REQUIREMENT
Update the rows below by replacing "snow-covered field" with "frozen pond" and leaving everything else as it is. Omit the pictures from your answer.

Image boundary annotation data
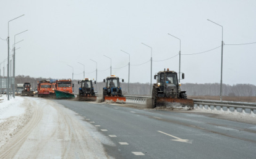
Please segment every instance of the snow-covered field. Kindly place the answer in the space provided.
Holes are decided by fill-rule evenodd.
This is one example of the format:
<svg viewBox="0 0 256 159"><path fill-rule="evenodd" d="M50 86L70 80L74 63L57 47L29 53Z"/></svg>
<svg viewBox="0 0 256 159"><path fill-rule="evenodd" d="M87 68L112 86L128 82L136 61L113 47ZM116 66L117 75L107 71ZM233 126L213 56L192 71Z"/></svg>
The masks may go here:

WRITTEN SOLUTION
Please segment every instance of the frozen pond. Kindly place the answer in the space provided.
Holes are decided by fill-rule evenodd.
This is one example of the format:
<svg viewBox="0 0 256 159"><path fill-rule="evenodd" d="M50 86L70 80L74 63L57 47L29 53Z"/></svg>
<svg viewBox="0 0 256 159"><path fill-rule="evenodd" d="M87 68L112 86L128 82L136 61L113 47ZM116 66L117 75L107 71ZM233 126L213 56L192 71Z"/></svg>
The masks may go here:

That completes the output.